### [READING TEXT]
········

I know it's a typo, but perhaps that's the better idea. Put it in with an RV museum where there's more space on a highway than in a big city where real estate values are high...

 
We are losing radio and TV history museums and sites and the Internet is filling up with misinformation from inaccurate data sources like Wikipedia. The advent of AI will simply take all this inaccurate information and legitimize it, making things worse.
For readers in Missouri or nearby, the State Historical Society of Missouri in Columbia has been gathering broadcast-related material for a research archive in cooperation with the Missouri Broadcasters Association. Frank Absher, who created the St. Louis Broadcasting Hall of Fame, is working with them in addition to his project. I recently made some donations of material to them myself. I mention this because it's possible that other states' historical societies and/or broadcasters' associations are doing something similar.
 
For those who don't know, the Museum of Broadcast Communications (based in Chicago) is the organization that runs the annual Radio Hall of Fame. They just announced the nominees for this year's class.


One other museum I know of is the Paley Center For Media, formerly the Museum of Television & Radio. They have sites in NYC and LA. The museum was founded by CBS founder Bill Paley.

········

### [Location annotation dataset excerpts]
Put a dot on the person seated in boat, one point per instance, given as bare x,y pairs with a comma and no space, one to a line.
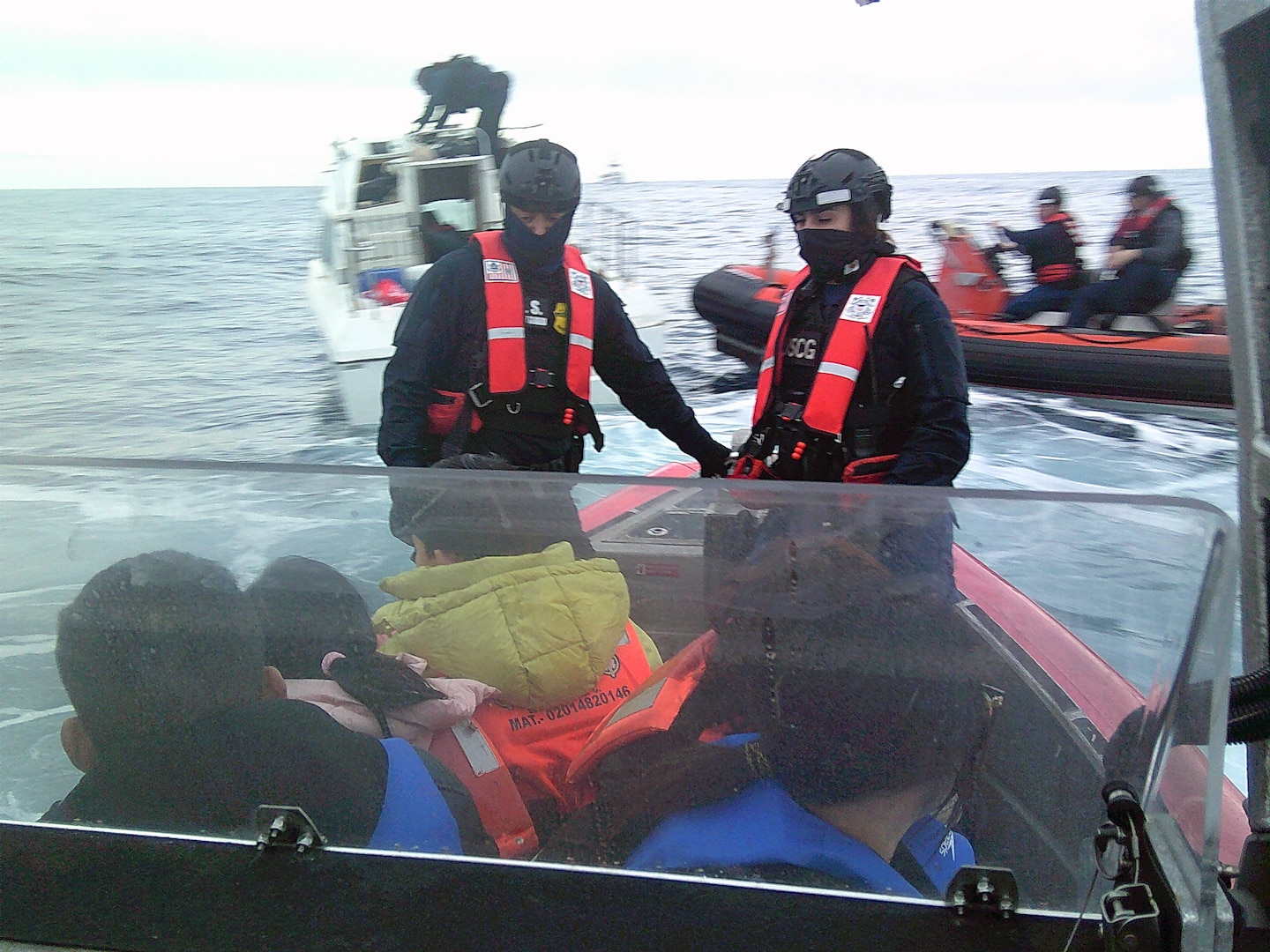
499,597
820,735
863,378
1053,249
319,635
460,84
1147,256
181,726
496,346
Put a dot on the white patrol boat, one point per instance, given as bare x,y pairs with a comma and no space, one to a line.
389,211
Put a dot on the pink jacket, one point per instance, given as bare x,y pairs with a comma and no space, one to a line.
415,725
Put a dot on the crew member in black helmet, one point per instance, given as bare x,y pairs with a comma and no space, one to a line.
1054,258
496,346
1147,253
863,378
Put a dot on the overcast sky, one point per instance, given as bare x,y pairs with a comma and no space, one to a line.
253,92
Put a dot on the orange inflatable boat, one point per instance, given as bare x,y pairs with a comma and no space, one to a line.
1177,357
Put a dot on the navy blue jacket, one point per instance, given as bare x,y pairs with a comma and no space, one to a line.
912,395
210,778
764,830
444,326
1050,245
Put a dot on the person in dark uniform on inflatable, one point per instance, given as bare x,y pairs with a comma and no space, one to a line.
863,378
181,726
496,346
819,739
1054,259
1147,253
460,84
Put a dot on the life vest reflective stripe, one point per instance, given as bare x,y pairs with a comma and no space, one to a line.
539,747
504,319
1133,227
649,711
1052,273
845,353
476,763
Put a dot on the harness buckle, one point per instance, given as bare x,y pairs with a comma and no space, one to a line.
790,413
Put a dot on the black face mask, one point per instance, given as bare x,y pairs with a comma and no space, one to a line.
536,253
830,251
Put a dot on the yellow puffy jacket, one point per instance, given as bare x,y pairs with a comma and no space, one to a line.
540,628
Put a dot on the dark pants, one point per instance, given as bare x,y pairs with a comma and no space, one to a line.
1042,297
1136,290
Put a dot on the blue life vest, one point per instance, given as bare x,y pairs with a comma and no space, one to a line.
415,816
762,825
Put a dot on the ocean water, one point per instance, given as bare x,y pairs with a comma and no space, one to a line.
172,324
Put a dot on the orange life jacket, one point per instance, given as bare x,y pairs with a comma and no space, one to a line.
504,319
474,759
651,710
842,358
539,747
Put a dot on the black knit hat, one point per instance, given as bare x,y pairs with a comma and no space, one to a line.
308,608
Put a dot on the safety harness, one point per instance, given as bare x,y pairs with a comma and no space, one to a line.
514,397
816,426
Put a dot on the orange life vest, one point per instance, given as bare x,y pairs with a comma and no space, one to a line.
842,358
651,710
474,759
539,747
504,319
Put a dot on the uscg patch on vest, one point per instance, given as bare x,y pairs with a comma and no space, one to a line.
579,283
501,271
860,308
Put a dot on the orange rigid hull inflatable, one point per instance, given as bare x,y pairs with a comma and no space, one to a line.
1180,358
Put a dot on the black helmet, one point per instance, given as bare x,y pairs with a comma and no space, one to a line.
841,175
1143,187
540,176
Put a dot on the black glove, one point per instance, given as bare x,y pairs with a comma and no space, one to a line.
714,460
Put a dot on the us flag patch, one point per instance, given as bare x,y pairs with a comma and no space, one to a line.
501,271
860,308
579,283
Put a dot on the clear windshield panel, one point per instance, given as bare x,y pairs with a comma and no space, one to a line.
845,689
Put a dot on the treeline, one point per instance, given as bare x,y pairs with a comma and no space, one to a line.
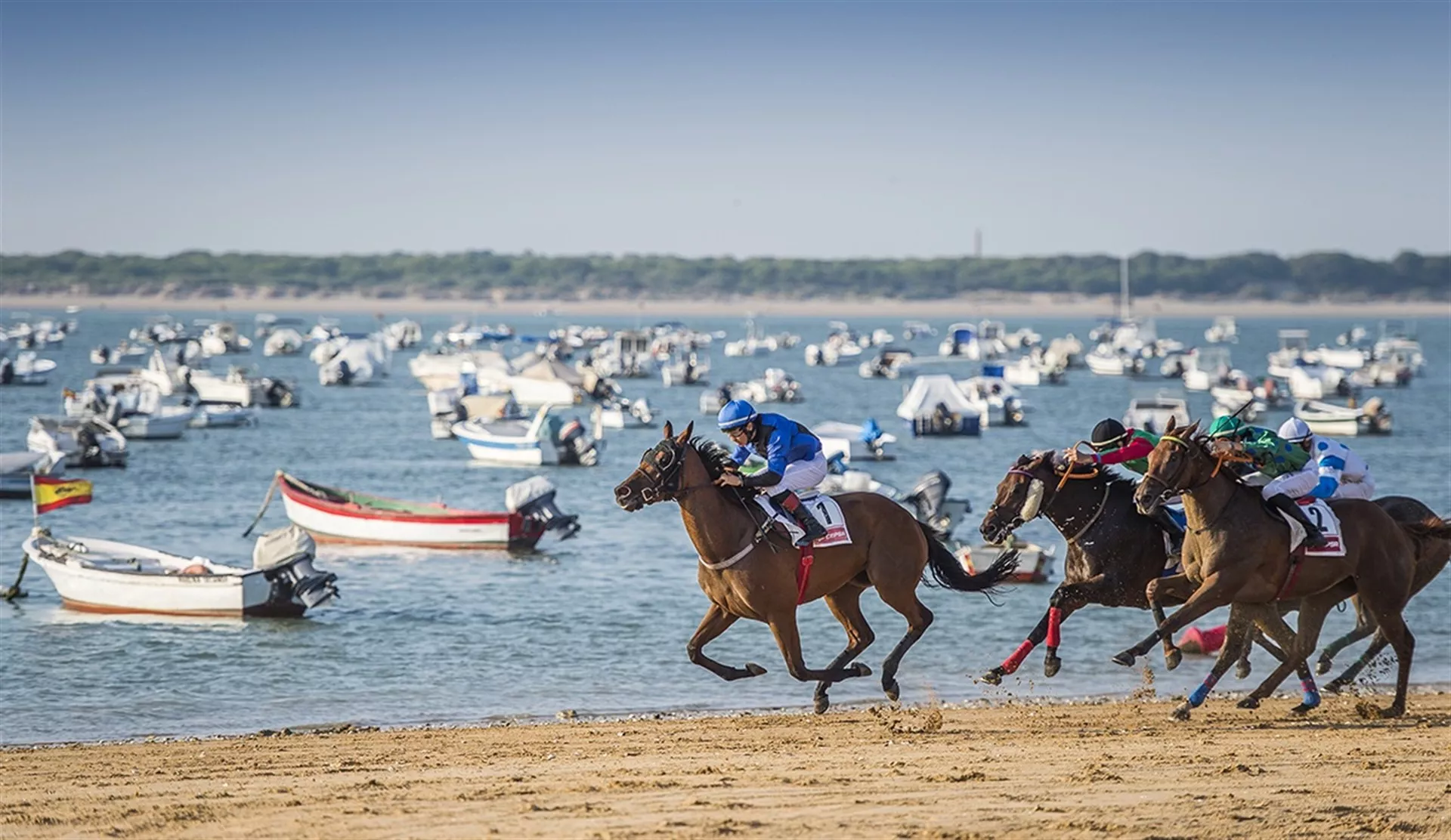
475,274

········

### [THE EXERCISE]
Repeat the section of the passage about broadcast history museums that opens with the words containing "For readers in" and closes with "doing something similar.".

### [OUTPUT FOR THIS EXERCISE]
For readers in Missouri or nearby, the State Historical Society of Missouri in Columbia has been gathering broadcast-related material for a research archive in cooperation with the Missouri Broadcasters Association. Frank Absher, who created the St. Louis Broadcasting Hall of Fame, is working with them in addition to his project. I recently made some donations of material to them myself. I mention this because it's possible that other states' historical societies and/or broadcasters' associations are doing something similar.